TASK GOAL: Set down the passage below on the right to travel, in full and word for word.

TEXT SEGMENT:

• • • • • • •

Which brings me to the one question that no attorney or judge ever appears to be able to reasonably explain when asked, “how did the people go from having every right to using ANYTHING that they lawfully owned and possessed, whether that be their feet, a burrow or horse, a chariot, a sled, a litter, a wagon, or a “motor car,” to freely travel upon the roadways of their age, to suddenly having that right converted into a mere privilege due to nothing more than the advancement of time and technology coupled with the whims of other men?”
Which then, of course, begs the followup question; “Can you name any other inherent and fundamental individual right that has been so fully and unlawfully converted into a licensed privilege simply because time and advancements in technology made changes in the manner of things and devices used to exercise it?” I certainly can’t. Nor can I fathom how any court or governmental body could have possibly come to a lawful and constitutional conclusion that they suddenly had a new power and authority that they had never previously possessed in that they could arbitrarily take away a man’s right to the use of his own private property for any and all LAWFUL (not LEGAL) purposes unless he first sought and received governmental permission to do so.
And any argument that the government has the right to deny the use of THEIR roads is patently false, because the roads are neither owned by nor belong to the government. They belong to the people. WE paid for them to be built and to be maintained. They are OURS. Government is nothing more than our elected and appointed steward for seeing to it that the roads remain fit for OUR use in pursuit of our individual private business or pleasure.
Even more to the point, just WHO could have possibly given the state legislature, or any other body of government, the authority to make that conversion of fundamental and inherent individual rights and liberties into lesser government sanctioned and licensed/permitted privileges? Such a thing is inconceivable in a constitutional republic. If I have no personal or individual right to tell someone else that they cannot use either their private property, or our mutual property in the form of the public roads, in a lawful and peaceful manner, whether such use is done independently or simultaneously. And neither you nor anyone else has any such lawful right. And if none of us individually have any such lawful power and authority over another man, then neither does ANY governmental agency or agent, as their just powers are derived from us. And if we don’t lawfully have it, we cannot delegate it to another, not even to our own legal creation known as government.

• • • • • • •

PROVIDED MATERIAL:
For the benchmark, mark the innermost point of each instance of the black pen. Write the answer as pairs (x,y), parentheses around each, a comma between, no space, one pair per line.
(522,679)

• • • • • • •

RESULT OF THE TASK:
Which brings me to the one question that no attorney or judge ever appears to be able to reasonably explain when asked, “how did the people go from having every right to using ANYTHING that they lawfully owned and possessed, whether that be their feet, a burrow or horse, a chariot, a sled, a litter, a wagon, or a “motor car,” to freely travel upon the roadways of their age, to suddenly having that right converted into a mere privilege due to nothing more than the advancement of time and technology coupled with the whims of other men?”
Which then, of course, begs the followup question; “Can you name any other inherent and fundamental individual right that has been so fully and unlawfully converted into a licensed privilege simply because time and advancements in technology made changes in the manner of things and devices used to exercise it?” I certainly can’t. Nor can I fathom how any court or governmental body could have possibly come to a lawful and constitutional conclusion that they suddenly had a new power and authority that they had never previously possessed in that they could arbitrarily take away a man’s right to the use of his own private property for any and all LAWFUL (not LEGAL) purposes unless he first sought and received governmental permission to do so.
And any argument that the government has the right to deny the use of THEIR roads is patently false, because the roads are neither owned by nor belong to the government. They belong to the people. WE paid for them to be built and to be maintained. They are OURS. Government is nothing more than our elected and appointed steward for seeing to it that the roads remain fit for OUR use in pursuit of our individual private business or pleasure.
Even more to the point, just WHO could have possibly given the state legislature, or any other body of government, the authority to make that conversion of fundamental and inherent individual rights and liberties into lesser government sanctioned and licensed/permitted privileges? Such a thing is inconceivable in a constitutional republic. If I have no personal or individual right to tell someone else that they cannot use either their private property, or our mutual property in the form of the public roads, in a lawful and peaceful manner, whether such use is done independently or simultaneously. And neither you nor anyone else has any such lawful right. And if none of us individually have any such lawful power and authority over another man, then neither does ANY governmental agency or agent, as their just powers are derived from us. And if we don’t lawfully have it, we cannot delegate it to another, not even to our own legal creation known as government.